>>

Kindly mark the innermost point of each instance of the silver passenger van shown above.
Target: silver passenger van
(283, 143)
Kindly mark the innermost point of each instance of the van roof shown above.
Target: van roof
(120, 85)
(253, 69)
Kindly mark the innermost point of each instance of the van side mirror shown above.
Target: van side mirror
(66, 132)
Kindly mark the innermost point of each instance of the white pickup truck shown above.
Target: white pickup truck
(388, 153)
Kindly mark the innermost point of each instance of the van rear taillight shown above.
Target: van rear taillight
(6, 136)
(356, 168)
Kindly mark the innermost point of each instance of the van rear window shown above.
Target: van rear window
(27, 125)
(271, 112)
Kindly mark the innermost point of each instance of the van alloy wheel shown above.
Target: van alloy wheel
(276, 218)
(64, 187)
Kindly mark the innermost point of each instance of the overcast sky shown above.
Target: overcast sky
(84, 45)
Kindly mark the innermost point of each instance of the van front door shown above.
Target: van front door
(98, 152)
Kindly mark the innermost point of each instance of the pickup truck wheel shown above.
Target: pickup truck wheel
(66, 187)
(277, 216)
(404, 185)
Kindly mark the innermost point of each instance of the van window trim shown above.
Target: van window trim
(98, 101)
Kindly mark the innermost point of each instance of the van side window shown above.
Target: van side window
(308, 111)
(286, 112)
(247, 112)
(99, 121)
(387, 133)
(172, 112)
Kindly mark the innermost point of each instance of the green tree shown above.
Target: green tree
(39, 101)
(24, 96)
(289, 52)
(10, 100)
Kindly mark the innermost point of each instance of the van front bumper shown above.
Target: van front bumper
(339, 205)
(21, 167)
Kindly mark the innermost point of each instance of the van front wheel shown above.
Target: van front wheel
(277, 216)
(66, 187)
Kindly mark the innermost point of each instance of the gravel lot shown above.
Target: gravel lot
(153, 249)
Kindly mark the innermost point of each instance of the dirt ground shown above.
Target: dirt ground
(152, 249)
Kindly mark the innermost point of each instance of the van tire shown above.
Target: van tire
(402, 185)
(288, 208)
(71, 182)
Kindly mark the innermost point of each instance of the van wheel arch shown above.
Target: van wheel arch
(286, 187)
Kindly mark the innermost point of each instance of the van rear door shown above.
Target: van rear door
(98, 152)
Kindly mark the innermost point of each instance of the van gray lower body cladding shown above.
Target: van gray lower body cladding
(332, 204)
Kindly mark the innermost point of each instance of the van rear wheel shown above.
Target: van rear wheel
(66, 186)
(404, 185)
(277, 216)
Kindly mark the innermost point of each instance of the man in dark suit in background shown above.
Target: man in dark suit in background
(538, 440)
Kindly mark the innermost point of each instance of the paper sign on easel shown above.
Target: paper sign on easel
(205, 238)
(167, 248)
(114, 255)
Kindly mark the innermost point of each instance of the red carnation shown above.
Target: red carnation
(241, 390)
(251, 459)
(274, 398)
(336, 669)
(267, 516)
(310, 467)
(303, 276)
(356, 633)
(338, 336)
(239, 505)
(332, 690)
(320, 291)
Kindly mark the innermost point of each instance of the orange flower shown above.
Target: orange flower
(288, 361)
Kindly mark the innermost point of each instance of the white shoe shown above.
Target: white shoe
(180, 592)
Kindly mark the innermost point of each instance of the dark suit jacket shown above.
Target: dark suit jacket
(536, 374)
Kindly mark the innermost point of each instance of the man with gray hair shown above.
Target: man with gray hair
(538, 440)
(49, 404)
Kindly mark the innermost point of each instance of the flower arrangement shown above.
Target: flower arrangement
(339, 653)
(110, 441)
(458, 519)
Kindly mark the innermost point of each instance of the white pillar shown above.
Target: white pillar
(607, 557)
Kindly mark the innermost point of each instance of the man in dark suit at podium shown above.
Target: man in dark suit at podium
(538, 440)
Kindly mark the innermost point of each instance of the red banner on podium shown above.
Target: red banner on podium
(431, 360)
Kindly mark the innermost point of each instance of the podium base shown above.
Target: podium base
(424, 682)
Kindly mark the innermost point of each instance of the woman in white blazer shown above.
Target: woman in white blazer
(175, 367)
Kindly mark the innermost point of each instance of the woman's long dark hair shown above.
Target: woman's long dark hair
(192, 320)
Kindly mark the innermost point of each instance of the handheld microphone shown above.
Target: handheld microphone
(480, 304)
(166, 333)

<<

▸ **ASSIGNED TASK**
Your task is to return all of the material exactly.

▸ **FINAL ANSWER**
Kindly mark the innermost point of each instance of the silver passenger van shown above.
Target: silver passenger van
(283, 143)
Kindly mark the innermost point of each instance of the van roof shown above.
Target: van roof
(120, 85)
(253, 69)
Kindly mark the innermost point of each instance of the van side mirror shown above.
Target: van side mirror
(66, 132)
Kindly mark the innermost point of each instance of the white pickup truck shown above.
Target: white pickup truck
(388, 153)
Kindly mark the innermost point of each instance of the van rear taillight shown above.
Target: van rear taillight
(6, 136)
(356, 168)
Kindly mark the innermost point of each instance of the van rear window shown above.
Target: van rear window
(27, 125)
(271, 112)
Kindly mark the innermost point of each instance of the van alloy wheel shown above.
Target: van alloy wheel
(276, 218)
(64, 187)
Kindly mark the innermost point of each instance of the overcast sky shown above.
Target: overcast sky
(84, 45)
Kindly mark the innermost point of each instance of the van front door shown above.
Target: van front door
(98, 152)
Kindly mark the innermost point of each instance of the pickup truck wheel shown above.
Target: pickup truck wheel
(66, 187)
(277, 216)
(404, 185)
Kindly mark the innermost point of each instance of the van window trim shown above.
Target: van window trim
(98, 101)
Kindly mark the innermost point of each instance of the van side window shown above.
Target: van side window
(308, 111)
(286, 112)
(247, 112)
(99, 121)
(387, 133)
(172, 112)
Kindly mark the innermost point of each instance of the green tree shown above.
Target: green tree
(39, 101)
(24, 96)
(289, 52)
(10, 100)
Kindly mark the innermost point of each instance of the van front bumper shown above.
Target: van front bumper
(339, 205)
(21, 167)
Kindly mark the innermost point of each instance of the van front wheel shown above.
Target: van front wheel
(277, 216)
(66, 187)
Kindly mark the innermost point of each instance of the gravel lot shown above.
Target: gravel lot
(153, 249)
Kindly mark the innermost point of each instance of the dirt ground shown above.
Target: dirt ground
(152, 249)
Kindly mark the innermost point of each instance of the van tire shown above.
Target: van tire
(402, 185)
(288, 208)
(71, 182)
Kindly mark the innermost point of each instance of the van wheel arch shown above.
Target: van wheel arch
(286, 187)
Kindly mark the innermost point of each instance of the van rear door shown above.
Target: van rear door
(98, 152)
Kindly mark the innermost point of each instance of the van gray lower body cladding shown above.
Target: van gray lower body cladding
(332, 204)
Kindly mark the innermost point of each instance of the van rear wheel shown above.
Target: van rear wheel
(66, 186)
(404, 185)
(277, 216)
Kindly mark the innermost point of each instance of the man in dark suit in background shown above.
Target: man in dark suit in background
(538, 440)
Kindly mark the innermost point of each instance of the paper sign on easel shown above.
Target: paper sign on easel
(205, 238)
(167, 248)
(114, 255)
Kindly mark the innermost point of each instance of the red carnation shown above.
Target: red carnation
(241, 390)
(251, 459)
(274, 398)
(336, 669)
(267, 516)
(310, 467)
(303, 276)
(356, 633)
(338, 336)
(239, 505)
(332, 690)
(320, 291)
Kindly mark the innermost point of each instance of the orange flower shown above.
Target: orange flower
(288, 361)
Kindly mark the innermost point of each instance of the white shoe shown above.
Target: white shoe
(180, 592)
Kindly mark the innermost point of each instance of the dark suit jacket shown above.
Target: dark suit jacket
(536, 374)
Kindly mark the innermost point of each instance of the man with gray hair shown above.
Target: man with gray hair
(538, 440)
(49, 404)
Kindly mark the innermost point of each instance of the flower arrangement shown above.
Target: flower arrangement
(339, 653)
(110, 441)
(458, 519)
Kindly mark the innermost point of each instance of the white pillar shown above.
Target: white pillar
(607, 557)
Kindly mark the innermost point of each instance of the man in dark suit at podium shown above.
Target: man in dark suit at podium
(538, 440)
Kindly mark the innermost point of each instance of the red banner on podium shown above.
Target: red banner on podium
(431, 360)
Kindly mark the innermost point of each instance of the podium base shown above.
Target: podium base
(424, 682)
Kindly mark the innermost point of each instance of the woman in white blazer shown above.
Target: woman in white blazer
(175, 367)
Kindly mark the innermost point of each instance of the woman's long dark hair shown above.
Target: woman's long dark hair
(192, 320)
Kindly mark the innermost point of each instance of the handheld microphone shown above.
Target: handheld microphone
(480, 304)
(166, 333)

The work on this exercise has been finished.